Information supplied:
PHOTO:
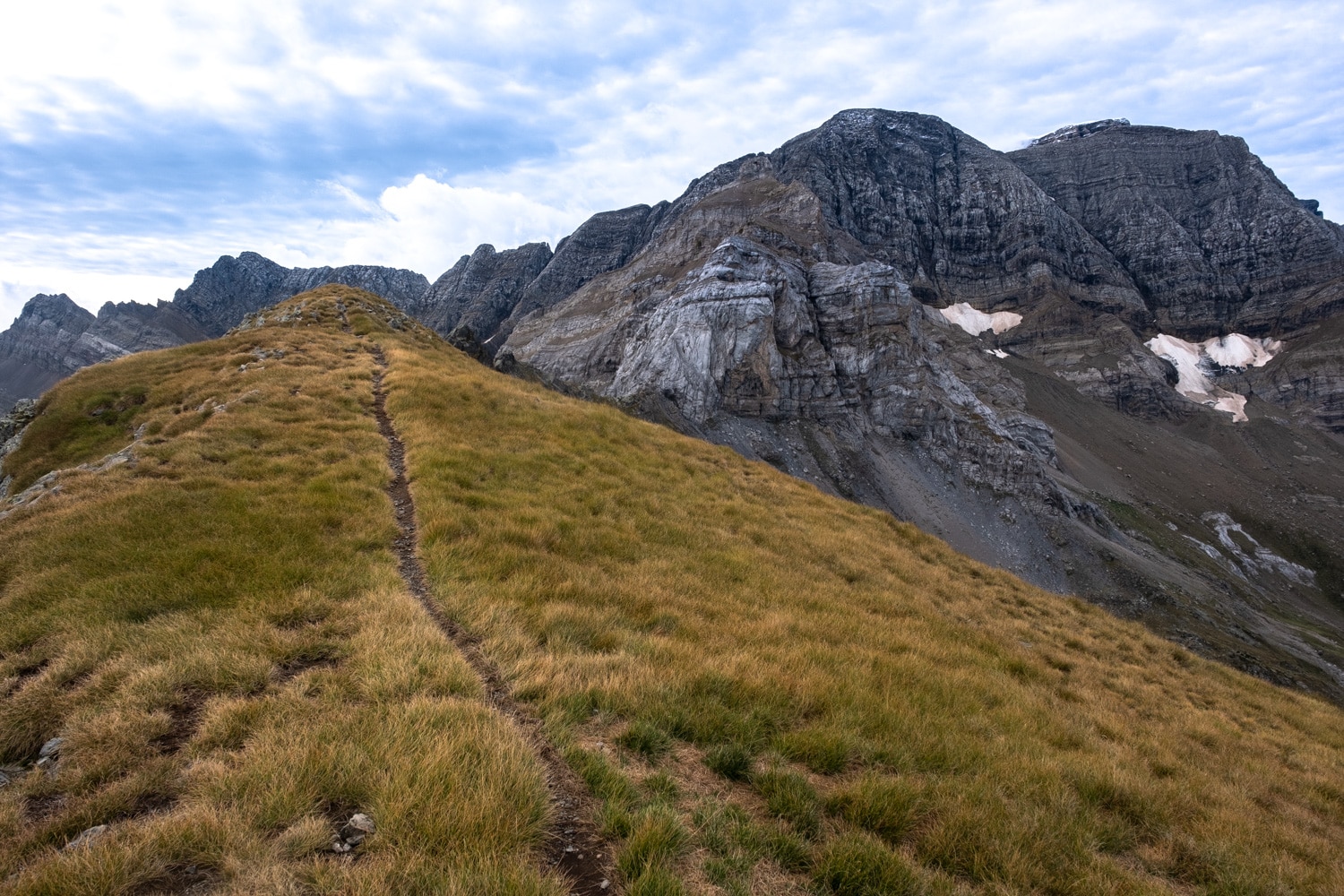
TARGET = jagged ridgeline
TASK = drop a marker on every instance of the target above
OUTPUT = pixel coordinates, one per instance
(1109, 362)
(238, 656)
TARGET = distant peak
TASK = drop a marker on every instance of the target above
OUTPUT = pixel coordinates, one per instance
(58, 306)
(1078, 132)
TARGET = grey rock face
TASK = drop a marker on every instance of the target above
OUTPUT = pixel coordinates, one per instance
(785, 306)
(53, 338)
(1078, 132)
(1209, 234)
(961, 222)
(220, 296)
(39, 349)
(831, 371)
(481, 289)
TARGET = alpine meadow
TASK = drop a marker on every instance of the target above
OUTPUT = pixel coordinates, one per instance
(327, 606)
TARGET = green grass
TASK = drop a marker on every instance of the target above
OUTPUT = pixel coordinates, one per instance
(924, 723)
(226, 646)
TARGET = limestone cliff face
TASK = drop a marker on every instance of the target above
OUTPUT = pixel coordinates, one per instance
(1209, 234)
(797, 306)
(788, 304)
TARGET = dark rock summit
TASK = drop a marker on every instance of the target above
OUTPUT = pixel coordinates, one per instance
(1110, 362)
(1209, 234)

Stated task:
Copy all the records above line for line, leaving out the pictures.

Full answer:
PHOTO:
TARGET = jagged ridgeline
TASK = drop a marker on every instance of the target above
OUTPUT = pixel coordinates, one per instance
(1109, 362)
(238, 656)
TARGET = distant peak
TASK = drop a marker on every instance of the target above
OUTPUT = pixel coordinates, one per instance
(58, 306)
(1078, 132)
TARGET = grey rock face
TASK = drop a marker on every instance of the target above
OUTPUT = pixel coordinates, one per instance
(785, 306)
(53, 338)
(1078, 132)
(1209, 234)
(961, 222)
(220, 296)
(39, 349)
(831, 371)
(481, 289)
TARGET = alpine meadow
TASK = drop a marker on every instance of the target above
OUTPUT = pixel coordinates, one per instance
(327, 606)
TARGET = green grass
TASK = drop a marker on every instance of the target above
OUTPUT = pixel coordinates, one per instance
(924, 723)
(226, 646)
TARGET = limestone cliff face
TASK = drop a marker on every instance of the target above
OUTPUT = pixel coordinates, one per instance
(1209, 234)
(797, 306)
(788, 304)
TARGET = dark rock summit
TASK = drop a marker on every instance of the target above
OUTPUT = pixel coordinates, one per instance
(1110, 362)
(1209, 234)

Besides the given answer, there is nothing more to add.